CHALLENGE: State how many lines in the entries below contain the string "carving", giving only the number.

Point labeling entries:
— START —
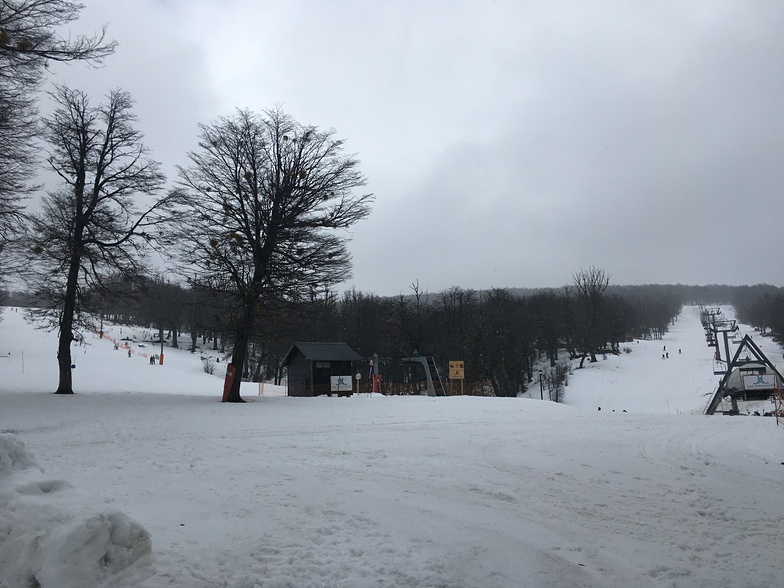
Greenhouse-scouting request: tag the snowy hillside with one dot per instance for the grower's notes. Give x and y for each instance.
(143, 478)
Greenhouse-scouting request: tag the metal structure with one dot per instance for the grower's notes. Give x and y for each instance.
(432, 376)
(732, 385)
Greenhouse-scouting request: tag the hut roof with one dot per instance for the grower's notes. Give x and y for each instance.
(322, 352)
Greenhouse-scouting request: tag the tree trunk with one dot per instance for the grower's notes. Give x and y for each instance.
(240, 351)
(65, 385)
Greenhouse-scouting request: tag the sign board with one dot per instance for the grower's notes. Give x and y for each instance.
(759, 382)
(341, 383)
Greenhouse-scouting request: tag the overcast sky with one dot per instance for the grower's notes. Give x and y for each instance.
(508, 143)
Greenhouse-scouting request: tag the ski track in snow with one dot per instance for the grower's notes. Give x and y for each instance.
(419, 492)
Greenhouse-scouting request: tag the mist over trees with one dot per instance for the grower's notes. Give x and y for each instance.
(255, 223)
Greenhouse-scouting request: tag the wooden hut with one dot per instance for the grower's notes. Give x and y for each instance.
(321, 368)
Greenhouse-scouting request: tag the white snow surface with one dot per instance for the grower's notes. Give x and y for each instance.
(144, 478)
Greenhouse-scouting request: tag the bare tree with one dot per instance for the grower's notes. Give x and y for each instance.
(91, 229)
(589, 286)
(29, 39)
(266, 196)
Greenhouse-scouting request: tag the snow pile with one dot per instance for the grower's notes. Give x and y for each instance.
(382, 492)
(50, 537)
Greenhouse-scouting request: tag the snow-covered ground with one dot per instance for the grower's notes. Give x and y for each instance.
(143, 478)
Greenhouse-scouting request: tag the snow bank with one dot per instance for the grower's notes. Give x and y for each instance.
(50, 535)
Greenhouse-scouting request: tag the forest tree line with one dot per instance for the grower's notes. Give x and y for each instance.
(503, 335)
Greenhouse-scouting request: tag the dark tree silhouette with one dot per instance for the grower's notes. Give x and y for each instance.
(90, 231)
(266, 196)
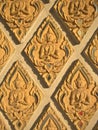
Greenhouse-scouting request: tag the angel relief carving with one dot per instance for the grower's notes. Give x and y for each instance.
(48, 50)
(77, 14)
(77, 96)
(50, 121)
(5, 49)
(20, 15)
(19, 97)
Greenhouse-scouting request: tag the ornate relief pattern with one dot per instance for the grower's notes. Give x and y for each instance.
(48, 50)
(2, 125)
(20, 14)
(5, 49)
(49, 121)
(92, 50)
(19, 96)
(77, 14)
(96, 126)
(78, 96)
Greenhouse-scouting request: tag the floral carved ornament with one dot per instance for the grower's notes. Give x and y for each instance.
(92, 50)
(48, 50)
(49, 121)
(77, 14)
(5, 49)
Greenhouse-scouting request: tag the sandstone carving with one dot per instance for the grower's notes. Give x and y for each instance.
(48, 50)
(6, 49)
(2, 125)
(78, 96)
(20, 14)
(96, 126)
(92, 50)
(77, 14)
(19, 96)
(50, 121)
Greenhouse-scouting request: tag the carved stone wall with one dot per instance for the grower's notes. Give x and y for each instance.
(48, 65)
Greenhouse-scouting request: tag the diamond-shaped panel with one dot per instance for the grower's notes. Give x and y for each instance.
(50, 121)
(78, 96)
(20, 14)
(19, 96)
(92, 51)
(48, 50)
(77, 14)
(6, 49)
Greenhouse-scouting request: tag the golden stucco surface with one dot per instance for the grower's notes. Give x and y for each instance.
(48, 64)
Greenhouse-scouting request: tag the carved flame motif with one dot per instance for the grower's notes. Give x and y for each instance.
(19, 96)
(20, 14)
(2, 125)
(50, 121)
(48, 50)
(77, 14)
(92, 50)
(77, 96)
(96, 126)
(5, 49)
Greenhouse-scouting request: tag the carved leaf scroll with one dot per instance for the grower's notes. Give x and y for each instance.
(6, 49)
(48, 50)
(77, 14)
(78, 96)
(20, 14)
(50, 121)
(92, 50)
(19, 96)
— END —
— START —
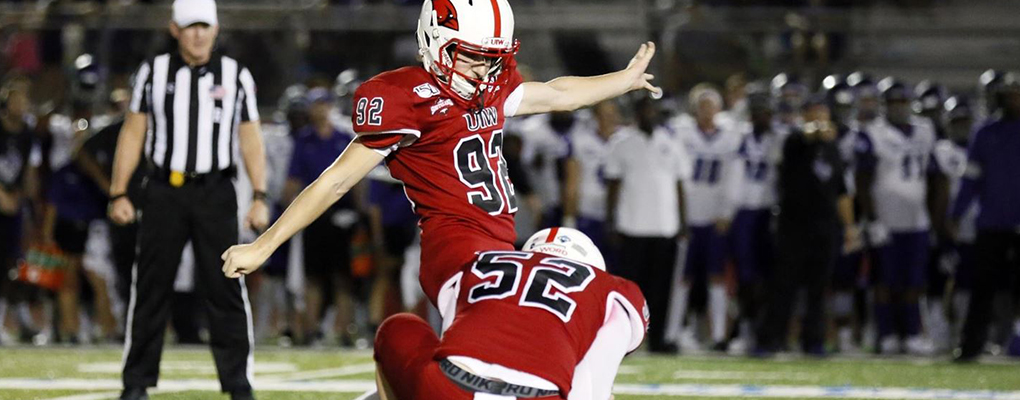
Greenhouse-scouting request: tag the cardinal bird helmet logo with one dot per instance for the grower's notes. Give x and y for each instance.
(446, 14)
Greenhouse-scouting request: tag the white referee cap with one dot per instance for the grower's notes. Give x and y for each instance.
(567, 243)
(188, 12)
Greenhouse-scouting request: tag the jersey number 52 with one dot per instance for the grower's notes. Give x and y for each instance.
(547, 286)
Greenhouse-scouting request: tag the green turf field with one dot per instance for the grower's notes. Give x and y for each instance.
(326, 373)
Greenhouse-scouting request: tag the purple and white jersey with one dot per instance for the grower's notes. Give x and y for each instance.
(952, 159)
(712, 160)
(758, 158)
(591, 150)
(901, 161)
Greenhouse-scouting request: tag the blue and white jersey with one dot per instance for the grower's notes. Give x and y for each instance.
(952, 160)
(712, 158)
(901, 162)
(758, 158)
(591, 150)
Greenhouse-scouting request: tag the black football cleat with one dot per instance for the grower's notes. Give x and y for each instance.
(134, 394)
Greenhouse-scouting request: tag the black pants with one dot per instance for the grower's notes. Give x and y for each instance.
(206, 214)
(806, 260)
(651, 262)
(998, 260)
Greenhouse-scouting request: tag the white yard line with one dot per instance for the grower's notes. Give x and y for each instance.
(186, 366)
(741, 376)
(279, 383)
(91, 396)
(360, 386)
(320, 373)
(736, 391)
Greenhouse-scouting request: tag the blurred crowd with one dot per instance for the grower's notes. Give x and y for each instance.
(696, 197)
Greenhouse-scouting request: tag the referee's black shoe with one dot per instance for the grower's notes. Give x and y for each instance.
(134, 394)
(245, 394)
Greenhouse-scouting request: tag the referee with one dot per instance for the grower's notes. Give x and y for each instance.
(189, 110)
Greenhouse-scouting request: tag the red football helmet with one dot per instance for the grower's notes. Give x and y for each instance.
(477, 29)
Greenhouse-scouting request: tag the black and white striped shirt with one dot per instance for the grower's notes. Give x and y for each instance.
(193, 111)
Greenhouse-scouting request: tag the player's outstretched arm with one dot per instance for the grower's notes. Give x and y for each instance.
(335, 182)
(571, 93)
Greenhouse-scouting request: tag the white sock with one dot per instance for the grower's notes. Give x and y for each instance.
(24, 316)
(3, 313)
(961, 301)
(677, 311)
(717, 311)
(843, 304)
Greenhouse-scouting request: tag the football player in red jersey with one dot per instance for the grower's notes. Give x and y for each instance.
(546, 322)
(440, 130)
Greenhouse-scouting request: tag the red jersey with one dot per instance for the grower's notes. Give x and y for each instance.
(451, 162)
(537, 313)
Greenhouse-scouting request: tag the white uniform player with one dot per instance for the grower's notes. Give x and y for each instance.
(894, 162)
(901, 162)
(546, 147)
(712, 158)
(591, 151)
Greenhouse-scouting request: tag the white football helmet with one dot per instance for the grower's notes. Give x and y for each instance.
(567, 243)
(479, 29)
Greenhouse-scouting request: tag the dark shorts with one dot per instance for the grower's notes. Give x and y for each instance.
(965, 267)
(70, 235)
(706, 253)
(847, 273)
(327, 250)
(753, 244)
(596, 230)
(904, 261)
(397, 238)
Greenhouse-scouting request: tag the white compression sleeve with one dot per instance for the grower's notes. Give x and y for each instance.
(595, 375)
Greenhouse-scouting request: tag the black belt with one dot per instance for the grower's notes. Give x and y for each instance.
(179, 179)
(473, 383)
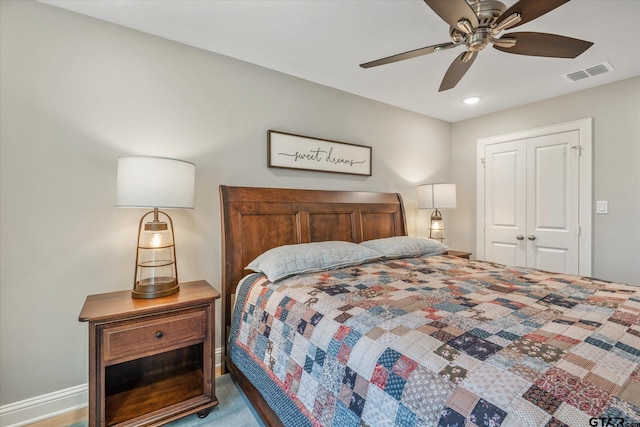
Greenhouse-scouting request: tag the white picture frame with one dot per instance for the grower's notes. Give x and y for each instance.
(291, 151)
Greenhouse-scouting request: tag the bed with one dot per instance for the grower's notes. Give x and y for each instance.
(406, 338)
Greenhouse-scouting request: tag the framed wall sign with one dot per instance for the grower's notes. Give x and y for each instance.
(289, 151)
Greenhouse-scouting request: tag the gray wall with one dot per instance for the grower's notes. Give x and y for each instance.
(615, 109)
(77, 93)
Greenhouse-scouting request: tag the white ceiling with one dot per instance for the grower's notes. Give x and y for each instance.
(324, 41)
— END —
TASK OUTPUT: 2